## Given text
<<<<
Financial institutions have strict rules about “data supply chains,” and organizations should know where their data is and how it’s being used. In the Treasury Department's report, several financial institutions recommended the implementation of a “nutrition label” for vendor-provided AI systems and data providers. These standardized descriptions would identify the data used to train AI models, where that data originated and how the data that’s been submitted to the model is being used. The Treasury Department said that it would continue working with the financial sector, as well as NIST, CISA and the National Telecommunications Information Administration (NTIA), to determine if this recommendation should be explored further.

Risk Management

The adoption of AI will exacerbate the back-and-forth battle between defenders and threat actors in the financial sector, but the Treasury Department warned in its report that as access to AI tools becomes more widespread, threat actors likely will have the advantage in outpacing their targets, at least initially. Many financial sector organizations, on the other hand, said that the adoption of AI technology overall has the potential to significantly improve the quality and cost efficiencies of cybersecurity and anti-fraud management functions.

It's important to note that many financial institutions have used AI technology for supporting their security and anti-fraud operations for years. The report found that financial institutions believe most of the risks and threats related to AI tools can be managed like other IT systems, and many have already incorporated AI-related risks into their existing risk management frameworks, including those related to model, compliance and third-party risk management.

Still, "some of the financial institutions that Treasury met with reported that existing risk management frameworks may not be adequate to cover emerging AI technologies, such as Generative AI, which emulates input data to generate synthetic content," according to the Treasury Department's report. "Hence, financial institutions appear to be moving slowly in adopting expansive use of emerging AI technologies. Interview participants generally agreed that the safe adoption of AI technologies requires cross-enterprise collaboration among model, technology, legal, compliance, and other teams, which can present its own challenges.”
>>>>
## Data under study
<<<<
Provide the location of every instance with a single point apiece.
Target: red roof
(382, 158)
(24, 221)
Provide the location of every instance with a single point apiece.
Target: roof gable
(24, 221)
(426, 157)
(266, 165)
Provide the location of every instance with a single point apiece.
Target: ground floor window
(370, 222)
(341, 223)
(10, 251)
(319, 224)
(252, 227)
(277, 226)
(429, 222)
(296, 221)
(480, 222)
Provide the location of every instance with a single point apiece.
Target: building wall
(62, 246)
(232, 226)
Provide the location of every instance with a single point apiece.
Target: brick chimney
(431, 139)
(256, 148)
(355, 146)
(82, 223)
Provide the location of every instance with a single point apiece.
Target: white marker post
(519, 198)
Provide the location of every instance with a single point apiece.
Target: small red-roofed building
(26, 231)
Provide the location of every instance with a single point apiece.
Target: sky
>>>>
Can you return the full text on the Treasury Department's AI report word for word?

Financial institutions have strict rules about “data supply chains,” and organizations should know where their data is and how it’s being used. In the Treasury Department's report, several financial institutions recommended the implementation of a “nutrition label” for vendor-provided AI systems and data providers. These standardized descriptions would identify the data used to train AI models, where that data originated and how the data that’s been submitted to the model is being used. The Treasury Department said that it would continue working with the financial sector, as well as NIST, CISA and the National Telecommunications Information Administration (NTIA), to determine if this recommendation should be explored further.

Risk Management

The adoption of AI will exacerbate the back-and-forth battle between defenders and threat actors in the financial sector, but the Treasury Department warned in its report that as access to AI tools becomes more widespread, threat actors likely will have the advantage in outpacing their targets, at least initially. Many financial sector organizations, on the other hand, said that the adoption of AI technology overall has the potential to significantly improve the quality and cost efficiencies of cybersecurity and anti-fraud management functions.

It's important to note that many financial institutions have used AI technology for supporting their security and anti-fraud operations for years. The report found that financial institutions believe most of the risks and threats related to AI tools can be managed like other IT systems, and many have already incorporated AI-related risks into their existing risk management frameworks, including those related to model, compliance and third-party risk management.

Still, "some of the financial institutions that Treasury met with reported that existing risk management frameworks may not be adequate to cover emerging AI technologies, such as Generative AI, which emulates input data to generate synthetic content," according to the Treasury Department's report. "Hence, financial institutions appear to be moving slowly in adopting expansive use of emerging AI technologies. Interview participants generally agreed that the safe adoption of AI technologies requires cross-enterprise collaboration among model, technology, legal, compliance, and other teams, which can present its own challenges.”